Job: Reproduce verbatim the lines of the records below, starting at the line containing "Pretty please, spot the sky" and ending at the line containing "171, 135, 345, 153", with both of those lines included.

Recorded data:
------------------------------------------------------------

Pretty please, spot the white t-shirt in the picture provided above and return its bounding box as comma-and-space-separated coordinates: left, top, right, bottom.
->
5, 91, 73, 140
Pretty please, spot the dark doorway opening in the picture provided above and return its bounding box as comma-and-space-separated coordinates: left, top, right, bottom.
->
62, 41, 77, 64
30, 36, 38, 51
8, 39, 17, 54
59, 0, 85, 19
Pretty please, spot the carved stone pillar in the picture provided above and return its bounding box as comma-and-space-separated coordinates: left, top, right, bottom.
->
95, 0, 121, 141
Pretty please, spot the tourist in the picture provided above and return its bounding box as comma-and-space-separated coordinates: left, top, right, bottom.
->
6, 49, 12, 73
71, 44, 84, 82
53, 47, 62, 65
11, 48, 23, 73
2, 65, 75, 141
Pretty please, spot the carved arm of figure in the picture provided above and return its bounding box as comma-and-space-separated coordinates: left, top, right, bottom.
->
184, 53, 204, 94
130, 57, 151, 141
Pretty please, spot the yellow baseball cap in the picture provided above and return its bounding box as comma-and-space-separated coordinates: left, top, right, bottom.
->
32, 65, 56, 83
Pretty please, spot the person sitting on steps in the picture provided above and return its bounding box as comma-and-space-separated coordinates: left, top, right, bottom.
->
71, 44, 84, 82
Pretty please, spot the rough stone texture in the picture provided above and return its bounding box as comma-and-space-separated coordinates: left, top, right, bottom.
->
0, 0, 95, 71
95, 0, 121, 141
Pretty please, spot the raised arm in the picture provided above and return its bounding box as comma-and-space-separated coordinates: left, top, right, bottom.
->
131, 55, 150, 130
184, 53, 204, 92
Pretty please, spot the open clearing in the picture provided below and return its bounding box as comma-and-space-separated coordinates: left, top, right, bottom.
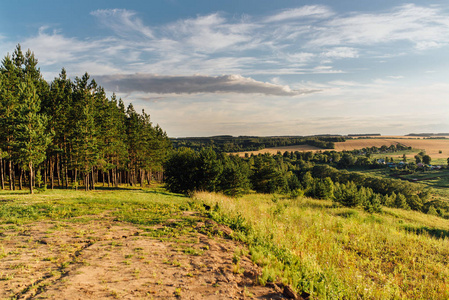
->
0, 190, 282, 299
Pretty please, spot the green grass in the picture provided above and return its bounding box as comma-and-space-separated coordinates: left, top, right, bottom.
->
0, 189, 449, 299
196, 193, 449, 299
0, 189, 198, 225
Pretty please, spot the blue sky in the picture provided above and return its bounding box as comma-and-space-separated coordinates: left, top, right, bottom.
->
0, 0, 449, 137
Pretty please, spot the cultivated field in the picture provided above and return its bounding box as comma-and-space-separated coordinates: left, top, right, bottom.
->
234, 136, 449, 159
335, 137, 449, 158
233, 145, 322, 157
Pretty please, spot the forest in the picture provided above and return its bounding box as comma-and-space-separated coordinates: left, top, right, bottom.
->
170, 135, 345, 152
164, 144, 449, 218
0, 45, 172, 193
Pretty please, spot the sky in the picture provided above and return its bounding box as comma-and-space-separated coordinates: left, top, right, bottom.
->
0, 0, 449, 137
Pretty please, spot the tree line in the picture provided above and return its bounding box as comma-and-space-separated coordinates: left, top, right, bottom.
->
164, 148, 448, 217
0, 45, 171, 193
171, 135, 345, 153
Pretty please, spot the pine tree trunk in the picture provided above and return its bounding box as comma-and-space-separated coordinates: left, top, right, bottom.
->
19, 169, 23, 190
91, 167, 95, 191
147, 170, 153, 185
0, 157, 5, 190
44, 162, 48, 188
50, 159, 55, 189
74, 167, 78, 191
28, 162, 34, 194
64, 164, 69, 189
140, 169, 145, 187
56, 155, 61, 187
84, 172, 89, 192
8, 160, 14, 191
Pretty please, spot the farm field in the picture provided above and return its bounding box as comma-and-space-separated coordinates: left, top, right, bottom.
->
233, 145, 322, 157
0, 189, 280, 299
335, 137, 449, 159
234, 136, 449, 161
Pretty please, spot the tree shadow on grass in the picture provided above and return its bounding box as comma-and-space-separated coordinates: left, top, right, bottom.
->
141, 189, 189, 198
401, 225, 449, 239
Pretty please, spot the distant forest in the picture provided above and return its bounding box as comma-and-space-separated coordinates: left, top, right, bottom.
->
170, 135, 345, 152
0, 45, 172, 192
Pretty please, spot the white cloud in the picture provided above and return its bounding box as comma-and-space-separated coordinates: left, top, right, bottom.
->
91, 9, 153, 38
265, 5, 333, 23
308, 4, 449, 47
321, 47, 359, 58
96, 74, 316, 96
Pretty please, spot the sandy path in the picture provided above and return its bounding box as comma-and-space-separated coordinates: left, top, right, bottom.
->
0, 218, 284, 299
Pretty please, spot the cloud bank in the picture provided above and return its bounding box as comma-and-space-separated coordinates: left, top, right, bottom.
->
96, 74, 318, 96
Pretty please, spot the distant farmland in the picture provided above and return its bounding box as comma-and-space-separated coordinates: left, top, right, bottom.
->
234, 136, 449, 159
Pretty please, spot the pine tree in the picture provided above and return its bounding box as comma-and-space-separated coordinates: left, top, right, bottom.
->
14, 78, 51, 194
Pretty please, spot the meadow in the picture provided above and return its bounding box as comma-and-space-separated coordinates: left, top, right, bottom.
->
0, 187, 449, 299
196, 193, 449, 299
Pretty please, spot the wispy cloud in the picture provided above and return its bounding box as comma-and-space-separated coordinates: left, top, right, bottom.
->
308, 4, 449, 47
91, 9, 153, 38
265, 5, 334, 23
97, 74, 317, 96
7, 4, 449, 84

------------------------------------------------------------

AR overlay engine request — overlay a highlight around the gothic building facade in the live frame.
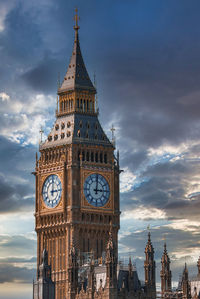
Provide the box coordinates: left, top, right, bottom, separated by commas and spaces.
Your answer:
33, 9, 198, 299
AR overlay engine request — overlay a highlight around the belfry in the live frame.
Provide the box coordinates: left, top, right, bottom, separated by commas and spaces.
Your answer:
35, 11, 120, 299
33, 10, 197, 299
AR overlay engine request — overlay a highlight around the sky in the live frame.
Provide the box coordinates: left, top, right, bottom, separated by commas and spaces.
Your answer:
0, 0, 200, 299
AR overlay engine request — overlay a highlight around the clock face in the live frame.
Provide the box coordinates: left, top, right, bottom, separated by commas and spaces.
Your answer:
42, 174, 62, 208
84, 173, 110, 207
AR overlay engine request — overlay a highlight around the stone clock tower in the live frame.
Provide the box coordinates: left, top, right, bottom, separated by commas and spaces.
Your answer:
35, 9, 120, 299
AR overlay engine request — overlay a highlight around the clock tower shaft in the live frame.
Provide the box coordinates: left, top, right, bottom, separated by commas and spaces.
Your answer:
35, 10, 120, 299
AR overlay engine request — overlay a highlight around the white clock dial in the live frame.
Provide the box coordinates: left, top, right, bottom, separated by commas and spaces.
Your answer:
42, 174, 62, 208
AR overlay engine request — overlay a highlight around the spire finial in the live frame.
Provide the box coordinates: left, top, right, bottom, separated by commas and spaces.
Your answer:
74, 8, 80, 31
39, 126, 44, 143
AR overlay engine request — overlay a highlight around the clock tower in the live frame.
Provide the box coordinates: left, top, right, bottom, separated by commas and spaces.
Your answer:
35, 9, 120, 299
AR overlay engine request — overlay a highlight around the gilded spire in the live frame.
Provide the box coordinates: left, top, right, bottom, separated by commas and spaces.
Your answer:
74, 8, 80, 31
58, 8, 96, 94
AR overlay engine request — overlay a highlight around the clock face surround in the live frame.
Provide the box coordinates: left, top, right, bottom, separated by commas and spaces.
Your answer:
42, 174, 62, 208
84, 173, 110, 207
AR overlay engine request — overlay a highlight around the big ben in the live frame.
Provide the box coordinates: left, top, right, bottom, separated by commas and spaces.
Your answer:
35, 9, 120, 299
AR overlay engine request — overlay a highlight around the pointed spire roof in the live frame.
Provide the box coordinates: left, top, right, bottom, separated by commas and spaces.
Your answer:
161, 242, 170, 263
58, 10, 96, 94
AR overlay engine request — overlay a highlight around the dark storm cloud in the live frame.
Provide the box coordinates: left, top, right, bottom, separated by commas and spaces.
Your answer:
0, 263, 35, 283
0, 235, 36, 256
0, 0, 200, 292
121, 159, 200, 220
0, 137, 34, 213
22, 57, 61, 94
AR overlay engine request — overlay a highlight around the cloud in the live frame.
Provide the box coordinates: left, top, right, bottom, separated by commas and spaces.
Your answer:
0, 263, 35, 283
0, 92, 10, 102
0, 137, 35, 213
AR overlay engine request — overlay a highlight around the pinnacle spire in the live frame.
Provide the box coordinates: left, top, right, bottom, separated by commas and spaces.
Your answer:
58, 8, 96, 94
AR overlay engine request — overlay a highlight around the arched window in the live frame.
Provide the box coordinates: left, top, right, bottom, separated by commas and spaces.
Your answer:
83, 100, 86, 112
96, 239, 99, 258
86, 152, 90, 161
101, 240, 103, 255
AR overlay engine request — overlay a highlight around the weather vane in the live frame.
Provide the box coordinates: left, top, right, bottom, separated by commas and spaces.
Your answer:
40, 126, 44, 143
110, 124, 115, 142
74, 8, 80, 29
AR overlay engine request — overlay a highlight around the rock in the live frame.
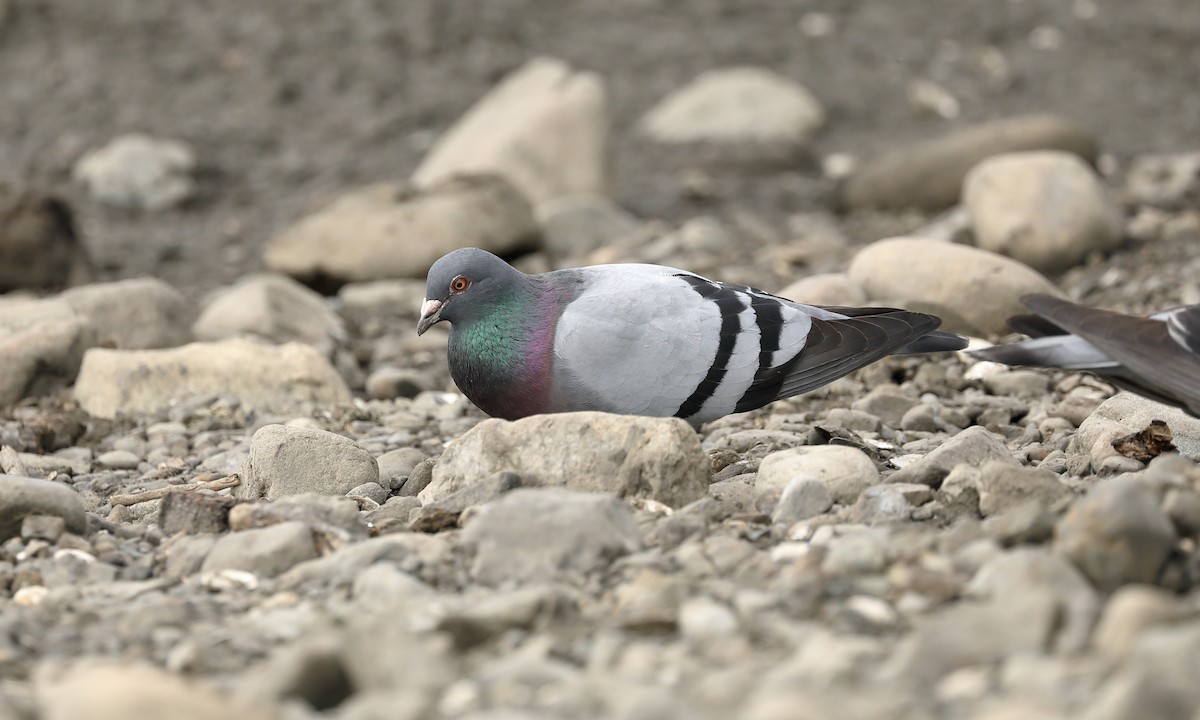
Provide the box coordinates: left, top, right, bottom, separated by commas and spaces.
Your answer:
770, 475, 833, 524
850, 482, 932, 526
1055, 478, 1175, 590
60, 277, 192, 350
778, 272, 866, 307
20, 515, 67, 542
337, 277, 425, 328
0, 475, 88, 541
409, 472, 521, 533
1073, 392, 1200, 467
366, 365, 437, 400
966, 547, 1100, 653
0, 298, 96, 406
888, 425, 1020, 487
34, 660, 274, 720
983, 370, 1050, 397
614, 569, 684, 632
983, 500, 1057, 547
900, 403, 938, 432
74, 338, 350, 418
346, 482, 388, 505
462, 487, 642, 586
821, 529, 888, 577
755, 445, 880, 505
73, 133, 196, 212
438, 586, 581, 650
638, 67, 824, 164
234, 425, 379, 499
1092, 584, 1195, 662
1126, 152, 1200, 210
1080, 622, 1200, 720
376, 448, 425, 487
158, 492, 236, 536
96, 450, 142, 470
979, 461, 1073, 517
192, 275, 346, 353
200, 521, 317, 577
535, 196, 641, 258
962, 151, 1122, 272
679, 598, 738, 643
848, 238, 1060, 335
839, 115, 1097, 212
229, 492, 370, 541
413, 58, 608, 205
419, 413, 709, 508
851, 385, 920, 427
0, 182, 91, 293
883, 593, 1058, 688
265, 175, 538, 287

------------------------------------------------------------

Complete answer:
Pretty please, spot the sky in the picture provided above and return its bounding box as comma-and-space-separated coordinates: left, top, right, bottom.
->
0, 0, 449, 137
Pretty please, spot the tree line in the picture provided above and return its bounding box as comma-and-space-separated coordinates: left, top, right, bottom.
->
164, 148, 448, 217
0, 45, 171, 193
171, 135, 345, 153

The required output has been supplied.